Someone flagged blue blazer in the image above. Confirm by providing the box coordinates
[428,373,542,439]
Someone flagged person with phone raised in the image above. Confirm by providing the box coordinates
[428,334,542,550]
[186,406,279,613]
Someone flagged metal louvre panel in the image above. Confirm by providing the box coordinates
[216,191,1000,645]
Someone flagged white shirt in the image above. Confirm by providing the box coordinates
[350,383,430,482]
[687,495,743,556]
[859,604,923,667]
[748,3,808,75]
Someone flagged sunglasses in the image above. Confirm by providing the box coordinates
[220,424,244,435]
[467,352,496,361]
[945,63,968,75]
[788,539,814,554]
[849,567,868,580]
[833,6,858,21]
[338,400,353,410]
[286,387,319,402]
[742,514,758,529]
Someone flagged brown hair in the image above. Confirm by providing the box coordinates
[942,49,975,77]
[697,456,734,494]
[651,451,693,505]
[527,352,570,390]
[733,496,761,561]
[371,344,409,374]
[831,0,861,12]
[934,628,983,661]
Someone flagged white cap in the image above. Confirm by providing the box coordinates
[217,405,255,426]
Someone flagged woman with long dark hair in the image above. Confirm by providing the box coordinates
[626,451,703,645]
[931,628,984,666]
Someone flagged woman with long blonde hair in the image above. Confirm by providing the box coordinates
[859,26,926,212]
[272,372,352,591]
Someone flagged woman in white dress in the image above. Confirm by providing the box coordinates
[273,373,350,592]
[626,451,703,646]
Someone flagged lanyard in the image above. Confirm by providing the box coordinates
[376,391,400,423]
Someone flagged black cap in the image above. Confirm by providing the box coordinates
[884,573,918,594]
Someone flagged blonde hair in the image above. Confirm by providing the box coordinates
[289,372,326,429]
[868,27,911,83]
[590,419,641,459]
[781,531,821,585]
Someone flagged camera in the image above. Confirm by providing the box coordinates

^^^^^^^^

### YOUR ASSIGNMENT
Letter for letter, copy all of the entries above.

### EXERCISE OUTPUT
Someone flagged blue blazer in the image above. Confirm by providing the box coordinates
[428,373,542,439]
Someone flagged person with phone raised in the image above. Confirm by providing the box coordinates
[428,334,542,550]
[186,406,279,613]
Someone flagged metal louvre panel in the image above. Confirm by providing the box coordinates
[216,191,1000,645]
Someone flagged white shirt in the image above. Confirm by providing the box coordinates
[350,383,430,482]
[687,495,743,556]
[859,604,923,667]
[748,3,808,75]
Someone flagged sunglasses in the image above. Confirm by providing the box coordinates
[220,424,244,435]
[467,352,496,361]
[945,63,968,75]
[788,539,814,554]
[849,567,868,580]
[833,6,858,21]
[338,400,353,410]
[286,387,319,402]
[742,514,758,529]
Someone flagged brown hair in the image above. Confirm by providing the box coordinates
[942,49,975,77]
[697,456,734,494]
[651,451,693,505]
[527,352,570,390]
[733,496,761,561]
[371,344,409,374]
[831,0,861,12]
[934,628,983,661]
Someone flagged white cap in the image above. Confirm by providing the box coordinates
[217,405,255,426]
Someone flagged woman with long dark hair in the image above. Confirm by providing the box coordinates
[626,451,703,645]
[931,628,984,666]
Someone flagged woman with long blonde hair in the image above. Confirm by providing the box coordinates
[859,26,926,212]
[272,372,352,591]
Someone flagged woman in white dress in the image above. Confirm by providing the box coordinates
[273,373,350,592]
[626,451,703,646]
Someone flagged lanyard in the image above. Confirm by providing the box coordinates
[376,391,400,423]
Someone flagged black cap in the image above. Confirm by providing the box coordinates
[884,573,918,594]
Someone flagged blonde hair in the image above. Confirm by providing the box coordinates
[289,372,326,429]
[868,27,911,83]
[590,419,641,459]
[781,531,821,585]
Someone flagged camera in the image above. Confirm by providing the box coordinates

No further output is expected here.